#### Work task:
Answer these questions from the news report about Governor Andrew Cuomo.
(a) How old is Cuomo, according to the report?
(b) How many women have made the claims under investigation?
(c) Which US congresswoman called for his resignation on Friday?

[Opening Text provided section]

Defiant New York governor Andrew Cuomo refuses to resign over harassment claims

Andrew Cuomo speaks to reporters at the Capitol in Albany, New York, on March 7, 2020. PHOTO: NYTIMES

NEW YORK (AFP) - New York Governor Andrew Cuomo said on Friday (March 12) he will not step down amid a swirl of sexual harassment allegations and new calls by influential Democrats to quit his powerful post.

"I am not going to resign. I didn't do what has been alleged," the 63-year-old said on a call to reporters.

Cuomo also implored his critics to "wait for the facts" to emerge in a new investigation of the accusations.

The governor first refused publicly to step down last week, but the crisis has only mushroomed since.

A formal investigation was greenlighted this week to probe the claims, which now come from six women who say Cuomo sexually harassed or inappropriately touched them.

Cuomo stood defiant despite the growing number of Democrats calling for his resignation, including US congresswoman Alexandria Ocasio-Cortez who said on Friday the governor could no longer effectively lead New York.

[Closing Text provided section]
[Opening Given records section]

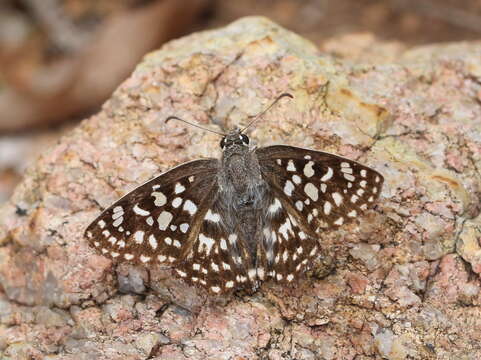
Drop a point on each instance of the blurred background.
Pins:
(61, 59)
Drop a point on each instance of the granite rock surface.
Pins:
(403, 282)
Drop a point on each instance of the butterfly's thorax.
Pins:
(243, 190)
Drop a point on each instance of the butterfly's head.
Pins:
(234, 139)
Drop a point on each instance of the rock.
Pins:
(400, 285)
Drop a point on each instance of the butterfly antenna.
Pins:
(194, 125)
(266, 110)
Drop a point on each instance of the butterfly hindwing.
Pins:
(157, 221)
(287, 249)
(218, 259)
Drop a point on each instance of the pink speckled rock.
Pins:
(404, 280)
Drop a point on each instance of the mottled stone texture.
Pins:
(402, 283)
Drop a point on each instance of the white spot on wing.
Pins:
(160, 199)
(140, 211)
(327, 208)
(323, 187)
(289, 186)
(311, 191)
(299, 205)
(184, 227)
(308, 169)
(211, 216)
(276, 205)
(139, 237)
(190, 207)
(291, 166)
(153, 242)
(176, 202)
(179, 188)
(164, 219)
(339, 221)
(296, 179)
(327, 175)
(208, 242)
(337, 198)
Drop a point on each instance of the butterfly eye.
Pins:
(245, 139)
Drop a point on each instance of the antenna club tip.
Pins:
(287, 94)
(170, 118)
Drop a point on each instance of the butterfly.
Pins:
(254, 214)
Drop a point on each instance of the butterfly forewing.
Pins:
(158, 221)
(320, 190)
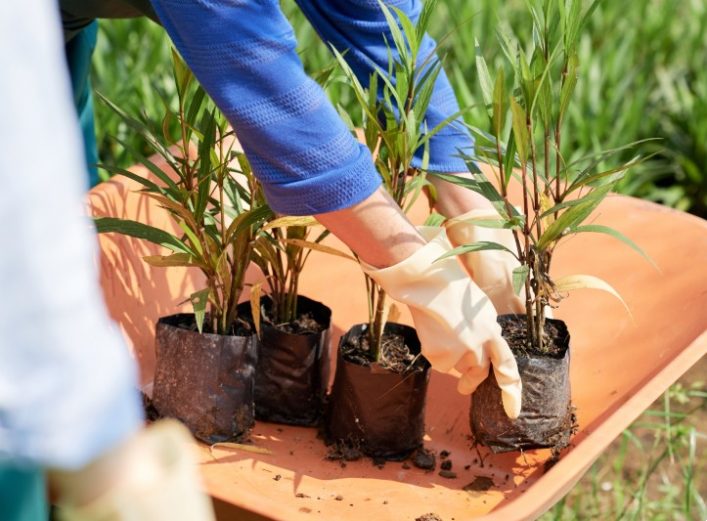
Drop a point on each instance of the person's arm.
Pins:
(67, 382)
(360, 31)
(243, 53)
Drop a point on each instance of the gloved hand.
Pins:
(455, 320)
(152, 477)
(492, 270)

[Closing Given records section]

#### Answer area:
(a) 63
(b) Six
(c) Alexandria Ocasio-Cortez